GIVEN TASK 1 -
Answer these questions from the passage on fluid amplifiers for liquid level control:
(a) What example of a recirculation system does the passage give as a liquid supply?
(b) What devices are generally used to turn the system on in applications that need automatic reset?
(c) Where is the pressure responsive switch means located?

SOURCE TEXT -
'''

Fluid amplifiers of the character described also have been used in automatic shut-off nozzles as disclosed in U.S. Pat. No. Re. 29,715 wherein a nozzles is shown particularly useful in an application such as self-service gasoline retail outlets.
Most of the fluid amplifiers described above have been used in types of applications where liquid level control systems require a flow of liquid to provide operating power. In some applications this liquid is supplied from a recirculation system, such as a swimming pool filter pump. In other cases, the fluid amplifier is supplied with liquid when a refill valve is opened manually or by a separate control. The fluid amplifier then is used to shut the refill valve off at some predetermined level. This type of control is called high level cut-off with manual rest.
Some applications require a level control system that has automatic reset when the level falls below the shut-off point. For these types of applications, mechanical floats or electronic probes are generally used to turn the system on. However, with the development of a self-diverting amplifier as shown in my application Ser. No. 491,521 and a "dual-jet" amplifier as shown in my application Ser. No. 614,550, it has been found possible to use a fluid amplifier to turn a system on from a complete power-off condition. This is possible because these amplifiers can store potential energy, in the form of a hydrostatic pressure signal when they shut off. When the liquid level drops below the amplifier outlet and this pressure signal is released, it can be used to actuate a pressure switch or diaphragm control valve. The present invention is directed to providing such a novel system.
In other words, a drawback of prior systems utilizing fluidic principles described above is that the systems must operate with "on power". The present invention can operate from a power-off condition.
An object, therefore, of the present invention is to provide a new and improved liquid level control system for controlling the flow of liquid into a reservoir, storage tank or other container.
This and other objects of the invention are carried out by providing a fluid amplifier in combination with a fluid pressure responsive switch which is operatively associated with valve means for controlling the flow of liquid into the reservoir, storage tank or other container.
In one form of the invention exemplified herein, nozzle means is provided for developing a liquid flow stream therethrough, and valve means is provided in the liquid flow stream for opening and closing the nozzle. Fluid amplifier means is associated with the nozzle and includes a fluid power stream, signal developing means for receiving a fluid pressure signal from the power stream, and sensing means for diverting the power stream from the signal developing means in response to the static presence of the interface at a predetermined sensing level of liquid in the reservoir. Pressure responsive switch means is coupled to the valve means and is located below the signal developing means of the fluid amplifier. Conduit means in the form of a pressure signal tube communicates between the signal developing means and the pressure responsive switch means to create a hydrostatic pressure head above the switch means to maintain the switch means and, therefore, the valve means in a first condition when the fluid power stream delivers a fluid pressure signal to the signal developing means. A second condition is created when the fluid power stream is diverted from the signal developing means.

'''

INFORMATION SHOWN -
'''

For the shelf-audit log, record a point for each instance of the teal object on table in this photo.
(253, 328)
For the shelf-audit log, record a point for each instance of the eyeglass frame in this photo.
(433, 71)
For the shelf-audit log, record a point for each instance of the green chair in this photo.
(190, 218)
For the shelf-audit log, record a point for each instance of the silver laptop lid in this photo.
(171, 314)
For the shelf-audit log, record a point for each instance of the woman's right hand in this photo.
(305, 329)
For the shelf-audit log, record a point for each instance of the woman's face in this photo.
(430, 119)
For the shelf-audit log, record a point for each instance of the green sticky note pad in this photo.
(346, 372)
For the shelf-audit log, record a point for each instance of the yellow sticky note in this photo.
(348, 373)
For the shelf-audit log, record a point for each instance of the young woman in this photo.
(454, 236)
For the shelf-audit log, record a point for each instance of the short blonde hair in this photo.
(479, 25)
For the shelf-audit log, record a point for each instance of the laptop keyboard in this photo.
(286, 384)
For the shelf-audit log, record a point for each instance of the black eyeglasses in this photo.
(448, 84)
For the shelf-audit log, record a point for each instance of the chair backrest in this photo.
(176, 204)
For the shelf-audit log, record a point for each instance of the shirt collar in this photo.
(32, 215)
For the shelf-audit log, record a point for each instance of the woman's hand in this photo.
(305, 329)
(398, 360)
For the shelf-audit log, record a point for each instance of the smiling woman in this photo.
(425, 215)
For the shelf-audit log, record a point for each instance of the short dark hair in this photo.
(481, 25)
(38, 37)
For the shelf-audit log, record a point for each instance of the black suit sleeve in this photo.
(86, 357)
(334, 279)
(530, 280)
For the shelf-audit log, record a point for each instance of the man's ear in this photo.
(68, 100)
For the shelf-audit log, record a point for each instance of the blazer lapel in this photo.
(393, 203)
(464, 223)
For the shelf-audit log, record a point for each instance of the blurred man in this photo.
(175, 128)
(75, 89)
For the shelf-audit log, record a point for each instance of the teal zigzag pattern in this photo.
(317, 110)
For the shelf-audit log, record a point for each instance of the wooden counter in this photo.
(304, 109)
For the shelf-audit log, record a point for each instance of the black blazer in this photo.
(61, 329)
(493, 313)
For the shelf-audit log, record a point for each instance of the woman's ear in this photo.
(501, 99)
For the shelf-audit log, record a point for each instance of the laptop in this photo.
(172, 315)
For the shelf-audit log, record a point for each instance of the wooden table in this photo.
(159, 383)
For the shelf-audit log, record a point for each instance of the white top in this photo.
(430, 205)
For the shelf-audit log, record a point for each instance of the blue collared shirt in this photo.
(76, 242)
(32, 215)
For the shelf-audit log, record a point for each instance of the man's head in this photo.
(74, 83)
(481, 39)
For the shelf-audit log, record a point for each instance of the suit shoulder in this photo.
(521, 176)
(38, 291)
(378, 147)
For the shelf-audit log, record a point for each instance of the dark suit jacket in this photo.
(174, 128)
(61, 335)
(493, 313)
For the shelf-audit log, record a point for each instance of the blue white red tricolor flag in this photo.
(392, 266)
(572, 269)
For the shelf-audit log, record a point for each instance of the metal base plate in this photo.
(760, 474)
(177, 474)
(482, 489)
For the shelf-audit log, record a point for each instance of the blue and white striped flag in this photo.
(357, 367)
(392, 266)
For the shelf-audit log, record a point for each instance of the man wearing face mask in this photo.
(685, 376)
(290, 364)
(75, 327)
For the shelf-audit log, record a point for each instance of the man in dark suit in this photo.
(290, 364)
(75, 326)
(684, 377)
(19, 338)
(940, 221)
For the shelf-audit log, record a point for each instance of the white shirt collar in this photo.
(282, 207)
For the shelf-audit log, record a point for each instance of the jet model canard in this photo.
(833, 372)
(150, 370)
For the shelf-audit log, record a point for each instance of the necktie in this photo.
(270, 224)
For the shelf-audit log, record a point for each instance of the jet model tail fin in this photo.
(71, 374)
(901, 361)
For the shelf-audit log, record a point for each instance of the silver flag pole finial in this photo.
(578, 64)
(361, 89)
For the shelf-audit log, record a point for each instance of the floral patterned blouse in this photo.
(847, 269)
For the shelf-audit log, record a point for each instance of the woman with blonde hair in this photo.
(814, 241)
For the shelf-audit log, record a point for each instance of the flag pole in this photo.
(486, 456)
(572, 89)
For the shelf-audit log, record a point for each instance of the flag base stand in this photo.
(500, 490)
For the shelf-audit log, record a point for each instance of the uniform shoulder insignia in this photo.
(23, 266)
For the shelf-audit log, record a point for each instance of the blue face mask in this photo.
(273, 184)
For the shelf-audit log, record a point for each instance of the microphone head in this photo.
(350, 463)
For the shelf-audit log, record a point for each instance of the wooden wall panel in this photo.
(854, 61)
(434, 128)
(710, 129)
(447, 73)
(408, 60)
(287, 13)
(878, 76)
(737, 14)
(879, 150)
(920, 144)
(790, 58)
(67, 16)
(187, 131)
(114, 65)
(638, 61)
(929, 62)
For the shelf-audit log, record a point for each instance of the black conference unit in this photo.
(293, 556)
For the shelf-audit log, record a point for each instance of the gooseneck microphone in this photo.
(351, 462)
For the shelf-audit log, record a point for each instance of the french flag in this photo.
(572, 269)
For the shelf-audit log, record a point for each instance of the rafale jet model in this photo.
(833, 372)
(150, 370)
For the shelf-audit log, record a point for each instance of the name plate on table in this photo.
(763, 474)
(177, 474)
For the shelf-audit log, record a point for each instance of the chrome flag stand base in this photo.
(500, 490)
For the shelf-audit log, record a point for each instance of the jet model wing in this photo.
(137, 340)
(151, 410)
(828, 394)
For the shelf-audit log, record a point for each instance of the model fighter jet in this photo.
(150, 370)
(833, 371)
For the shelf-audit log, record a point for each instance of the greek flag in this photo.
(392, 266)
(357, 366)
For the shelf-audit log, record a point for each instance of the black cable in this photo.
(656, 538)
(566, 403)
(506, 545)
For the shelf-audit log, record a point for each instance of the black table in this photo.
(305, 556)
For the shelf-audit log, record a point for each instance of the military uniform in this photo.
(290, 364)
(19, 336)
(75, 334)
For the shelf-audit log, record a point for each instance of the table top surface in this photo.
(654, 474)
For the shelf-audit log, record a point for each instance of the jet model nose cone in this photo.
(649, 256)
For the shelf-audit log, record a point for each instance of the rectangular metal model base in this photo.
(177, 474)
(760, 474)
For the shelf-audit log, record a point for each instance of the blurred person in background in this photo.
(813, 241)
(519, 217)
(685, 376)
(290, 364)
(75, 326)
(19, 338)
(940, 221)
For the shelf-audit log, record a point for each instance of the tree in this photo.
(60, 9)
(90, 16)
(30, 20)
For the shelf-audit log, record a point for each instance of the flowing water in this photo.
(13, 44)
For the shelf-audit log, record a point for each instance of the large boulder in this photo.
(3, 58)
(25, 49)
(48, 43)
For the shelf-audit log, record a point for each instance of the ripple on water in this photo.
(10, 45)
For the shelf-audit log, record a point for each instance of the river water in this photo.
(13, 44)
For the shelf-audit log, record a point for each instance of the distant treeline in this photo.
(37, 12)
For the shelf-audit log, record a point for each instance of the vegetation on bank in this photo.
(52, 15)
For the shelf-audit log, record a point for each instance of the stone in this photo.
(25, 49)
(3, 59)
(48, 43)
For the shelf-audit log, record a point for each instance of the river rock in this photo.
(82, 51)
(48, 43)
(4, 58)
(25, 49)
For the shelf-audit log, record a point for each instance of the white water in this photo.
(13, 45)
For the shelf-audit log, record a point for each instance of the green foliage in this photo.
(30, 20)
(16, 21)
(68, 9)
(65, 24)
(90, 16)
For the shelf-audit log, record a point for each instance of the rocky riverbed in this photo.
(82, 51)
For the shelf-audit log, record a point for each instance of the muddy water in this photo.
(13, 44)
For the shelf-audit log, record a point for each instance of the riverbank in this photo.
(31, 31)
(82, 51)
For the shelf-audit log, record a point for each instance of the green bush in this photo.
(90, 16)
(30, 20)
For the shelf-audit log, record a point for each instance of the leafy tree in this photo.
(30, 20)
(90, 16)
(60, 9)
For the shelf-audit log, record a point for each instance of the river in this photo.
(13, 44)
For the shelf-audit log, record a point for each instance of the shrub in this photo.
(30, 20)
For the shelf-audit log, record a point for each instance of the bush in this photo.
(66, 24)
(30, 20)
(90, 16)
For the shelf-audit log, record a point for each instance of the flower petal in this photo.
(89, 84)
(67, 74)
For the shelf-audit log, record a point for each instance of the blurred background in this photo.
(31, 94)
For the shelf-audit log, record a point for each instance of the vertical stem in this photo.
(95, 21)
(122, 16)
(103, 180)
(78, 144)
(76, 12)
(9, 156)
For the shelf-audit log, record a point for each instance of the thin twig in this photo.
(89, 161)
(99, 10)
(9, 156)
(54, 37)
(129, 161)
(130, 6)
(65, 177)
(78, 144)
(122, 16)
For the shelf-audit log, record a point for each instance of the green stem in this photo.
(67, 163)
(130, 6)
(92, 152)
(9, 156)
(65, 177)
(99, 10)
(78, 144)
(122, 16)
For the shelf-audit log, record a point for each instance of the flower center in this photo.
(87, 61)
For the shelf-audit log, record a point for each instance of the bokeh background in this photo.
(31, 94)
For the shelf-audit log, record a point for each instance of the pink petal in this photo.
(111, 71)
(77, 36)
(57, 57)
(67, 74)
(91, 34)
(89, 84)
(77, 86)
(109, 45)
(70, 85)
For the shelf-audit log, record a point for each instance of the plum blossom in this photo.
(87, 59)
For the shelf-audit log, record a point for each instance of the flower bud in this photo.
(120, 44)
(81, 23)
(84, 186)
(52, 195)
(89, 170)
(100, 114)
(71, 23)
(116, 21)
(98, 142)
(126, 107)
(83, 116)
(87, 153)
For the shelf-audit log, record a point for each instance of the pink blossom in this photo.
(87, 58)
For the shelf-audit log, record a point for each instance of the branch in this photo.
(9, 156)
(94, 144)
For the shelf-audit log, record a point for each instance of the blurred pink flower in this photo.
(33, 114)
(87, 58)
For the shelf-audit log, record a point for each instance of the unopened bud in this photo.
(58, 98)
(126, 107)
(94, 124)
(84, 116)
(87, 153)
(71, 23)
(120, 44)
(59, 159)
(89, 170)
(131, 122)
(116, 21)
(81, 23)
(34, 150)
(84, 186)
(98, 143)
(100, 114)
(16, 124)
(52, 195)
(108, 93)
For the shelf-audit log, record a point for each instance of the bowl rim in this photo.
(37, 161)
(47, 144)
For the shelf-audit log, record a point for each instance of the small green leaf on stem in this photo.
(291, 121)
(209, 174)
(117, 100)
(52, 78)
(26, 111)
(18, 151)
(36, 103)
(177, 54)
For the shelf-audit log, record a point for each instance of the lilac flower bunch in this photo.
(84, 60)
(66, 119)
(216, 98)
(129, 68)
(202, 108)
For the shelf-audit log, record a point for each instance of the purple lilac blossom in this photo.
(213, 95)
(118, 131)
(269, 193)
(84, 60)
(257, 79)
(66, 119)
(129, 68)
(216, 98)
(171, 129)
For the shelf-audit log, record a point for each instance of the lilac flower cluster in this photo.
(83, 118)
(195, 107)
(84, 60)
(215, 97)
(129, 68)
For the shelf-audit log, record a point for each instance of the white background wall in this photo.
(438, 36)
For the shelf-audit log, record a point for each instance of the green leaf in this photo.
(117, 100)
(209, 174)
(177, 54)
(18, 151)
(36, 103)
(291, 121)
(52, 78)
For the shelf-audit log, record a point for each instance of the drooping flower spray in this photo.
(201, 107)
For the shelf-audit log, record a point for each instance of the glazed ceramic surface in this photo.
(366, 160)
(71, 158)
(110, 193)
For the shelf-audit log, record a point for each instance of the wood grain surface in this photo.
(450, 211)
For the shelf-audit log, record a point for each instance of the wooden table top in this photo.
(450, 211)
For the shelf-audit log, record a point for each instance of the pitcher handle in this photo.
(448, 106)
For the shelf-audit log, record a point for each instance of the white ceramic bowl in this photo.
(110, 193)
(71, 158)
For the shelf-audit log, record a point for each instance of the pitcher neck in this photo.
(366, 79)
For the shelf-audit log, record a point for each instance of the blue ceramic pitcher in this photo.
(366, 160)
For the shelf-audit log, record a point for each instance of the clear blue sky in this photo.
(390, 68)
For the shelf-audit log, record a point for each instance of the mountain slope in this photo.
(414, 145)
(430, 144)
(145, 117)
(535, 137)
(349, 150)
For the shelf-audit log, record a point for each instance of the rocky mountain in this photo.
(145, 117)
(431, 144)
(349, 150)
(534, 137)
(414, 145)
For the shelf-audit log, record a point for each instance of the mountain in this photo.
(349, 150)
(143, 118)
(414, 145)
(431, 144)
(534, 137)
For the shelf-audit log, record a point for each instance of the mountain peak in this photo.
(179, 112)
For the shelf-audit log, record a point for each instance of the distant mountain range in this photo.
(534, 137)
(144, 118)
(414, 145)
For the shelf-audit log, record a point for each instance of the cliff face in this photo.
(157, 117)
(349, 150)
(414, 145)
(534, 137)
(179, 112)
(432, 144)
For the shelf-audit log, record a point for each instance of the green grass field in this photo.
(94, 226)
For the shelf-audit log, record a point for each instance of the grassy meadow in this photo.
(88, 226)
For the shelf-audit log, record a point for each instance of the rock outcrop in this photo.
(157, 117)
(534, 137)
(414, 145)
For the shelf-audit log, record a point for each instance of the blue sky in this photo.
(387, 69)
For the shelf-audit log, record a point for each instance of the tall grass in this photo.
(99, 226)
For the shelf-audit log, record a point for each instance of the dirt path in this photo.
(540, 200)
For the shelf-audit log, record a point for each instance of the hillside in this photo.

'''

GIVEN TASK 2 - Extract every line of the rows that contains the string "short". Case counts.

FULL SOLUTION 1 -
(a) A swimming pool filter pump.
(b) Mechanical floats or electronic probes.
(c) Below the signal developing means of the fluid amplifier.

FULL SOLUTION 2 -
For the shelf-audit log, record a point for each instance of the short blonde hair in this photo.
For the shelf-audit log, record a point for each instance of the short dark hair in this photo.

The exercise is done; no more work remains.